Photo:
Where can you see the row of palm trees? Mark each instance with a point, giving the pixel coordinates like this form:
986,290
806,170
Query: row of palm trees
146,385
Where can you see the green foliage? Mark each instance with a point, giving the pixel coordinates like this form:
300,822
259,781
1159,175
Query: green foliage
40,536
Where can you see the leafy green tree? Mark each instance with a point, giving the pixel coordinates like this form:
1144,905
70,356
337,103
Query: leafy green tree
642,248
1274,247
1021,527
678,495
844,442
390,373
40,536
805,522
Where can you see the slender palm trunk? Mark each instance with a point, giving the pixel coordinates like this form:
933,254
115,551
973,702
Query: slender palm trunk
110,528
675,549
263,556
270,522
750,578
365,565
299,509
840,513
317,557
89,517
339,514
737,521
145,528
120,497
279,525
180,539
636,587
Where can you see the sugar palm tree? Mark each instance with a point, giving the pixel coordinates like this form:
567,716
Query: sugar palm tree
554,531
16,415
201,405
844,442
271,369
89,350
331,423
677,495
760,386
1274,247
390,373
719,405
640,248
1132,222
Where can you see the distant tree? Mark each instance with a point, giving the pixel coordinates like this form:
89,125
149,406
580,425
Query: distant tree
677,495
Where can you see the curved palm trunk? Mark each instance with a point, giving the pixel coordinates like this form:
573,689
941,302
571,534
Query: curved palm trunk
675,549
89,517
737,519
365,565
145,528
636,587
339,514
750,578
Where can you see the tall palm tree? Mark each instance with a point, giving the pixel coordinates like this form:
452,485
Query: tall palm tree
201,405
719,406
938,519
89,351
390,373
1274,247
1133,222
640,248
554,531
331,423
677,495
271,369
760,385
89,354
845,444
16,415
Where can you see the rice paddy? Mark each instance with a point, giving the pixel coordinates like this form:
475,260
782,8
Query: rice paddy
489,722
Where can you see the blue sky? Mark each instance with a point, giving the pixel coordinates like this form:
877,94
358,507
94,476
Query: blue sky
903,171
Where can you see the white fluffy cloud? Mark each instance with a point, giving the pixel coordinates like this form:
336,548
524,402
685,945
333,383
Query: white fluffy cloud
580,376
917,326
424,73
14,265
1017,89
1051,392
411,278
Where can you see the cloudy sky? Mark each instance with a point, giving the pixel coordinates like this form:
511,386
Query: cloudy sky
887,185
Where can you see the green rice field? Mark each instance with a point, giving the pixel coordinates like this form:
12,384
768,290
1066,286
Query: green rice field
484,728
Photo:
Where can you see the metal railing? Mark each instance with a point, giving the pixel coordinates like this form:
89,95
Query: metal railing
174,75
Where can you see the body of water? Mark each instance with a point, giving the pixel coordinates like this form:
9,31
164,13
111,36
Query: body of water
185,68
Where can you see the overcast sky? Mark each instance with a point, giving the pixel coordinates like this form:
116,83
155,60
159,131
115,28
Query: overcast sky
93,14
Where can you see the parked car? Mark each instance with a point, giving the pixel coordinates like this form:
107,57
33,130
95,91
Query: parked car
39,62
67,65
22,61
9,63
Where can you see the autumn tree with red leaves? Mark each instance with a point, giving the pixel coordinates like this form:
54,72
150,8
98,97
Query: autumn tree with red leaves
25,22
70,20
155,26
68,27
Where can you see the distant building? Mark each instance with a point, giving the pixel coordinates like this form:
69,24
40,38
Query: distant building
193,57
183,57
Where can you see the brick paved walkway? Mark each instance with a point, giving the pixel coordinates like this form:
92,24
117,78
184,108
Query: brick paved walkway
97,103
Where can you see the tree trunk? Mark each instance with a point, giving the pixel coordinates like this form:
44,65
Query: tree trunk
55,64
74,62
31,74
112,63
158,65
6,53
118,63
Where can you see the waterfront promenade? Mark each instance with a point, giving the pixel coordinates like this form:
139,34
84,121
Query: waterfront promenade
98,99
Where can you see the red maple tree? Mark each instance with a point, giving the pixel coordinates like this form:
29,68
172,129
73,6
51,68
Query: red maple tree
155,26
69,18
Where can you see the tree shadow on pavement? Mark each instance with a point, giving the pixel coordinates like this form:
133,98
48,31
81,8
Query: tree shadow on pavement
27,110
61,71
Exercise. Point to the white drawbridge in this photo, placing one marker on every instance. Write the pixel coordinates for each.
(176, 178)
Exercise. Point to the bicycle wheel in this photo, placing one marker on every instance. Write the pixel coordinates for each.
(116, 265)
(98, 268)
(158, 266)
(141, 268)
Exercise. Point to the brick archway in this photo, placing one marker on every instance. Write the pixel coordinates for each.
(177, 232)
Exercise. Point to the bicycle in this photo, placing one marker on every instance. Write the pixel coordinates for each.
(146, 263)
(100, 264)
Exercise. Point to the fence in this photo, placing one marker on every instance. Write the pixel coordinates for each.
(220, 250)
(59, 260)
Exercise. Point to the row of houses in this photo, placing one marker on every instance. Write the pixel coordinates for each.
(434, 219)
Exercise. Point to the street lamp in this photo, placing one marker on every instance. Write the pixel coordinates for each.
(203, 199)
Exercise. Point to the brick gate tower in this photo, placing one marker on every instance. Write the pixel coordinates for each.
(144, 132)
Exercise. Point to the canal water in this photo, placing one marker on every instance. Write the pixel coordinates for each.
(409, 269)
○ ○ ○ ○ ○
The task - Look above for the line that holds "Exercise. Point to the bicycle in", then copy it and each line after it exactly, through the last line of the data.

Result below -
Exercise. Point to the bicycle in this photo, placing one marker on every instance. Write the pixel coordinates for each.
(146, 263)
(100, 264)
Exercise. Point to the fence in this photo, placing one marker on every instance. Write the pixel coordinates for each.
(220, 250)
(59, 260)
Exercise. Point to the row of houses in this photo, placing one marker on every instance. Write the pixel coordinates for each.
(434, 219)
Exercise. Point to the street lamp in this photo, placing one marker on every instance. Write the pixel coordinates for each.
(203, 199)
Exercise. Point to the brick gate tower in this photo, placing one marker on every instance. Write the pixel coordinates for each.
(144, 132)
Exercise. Point to the canal water in this photo, placing one marker on every instance. Write the pixel coordinates for each.
(409, 269)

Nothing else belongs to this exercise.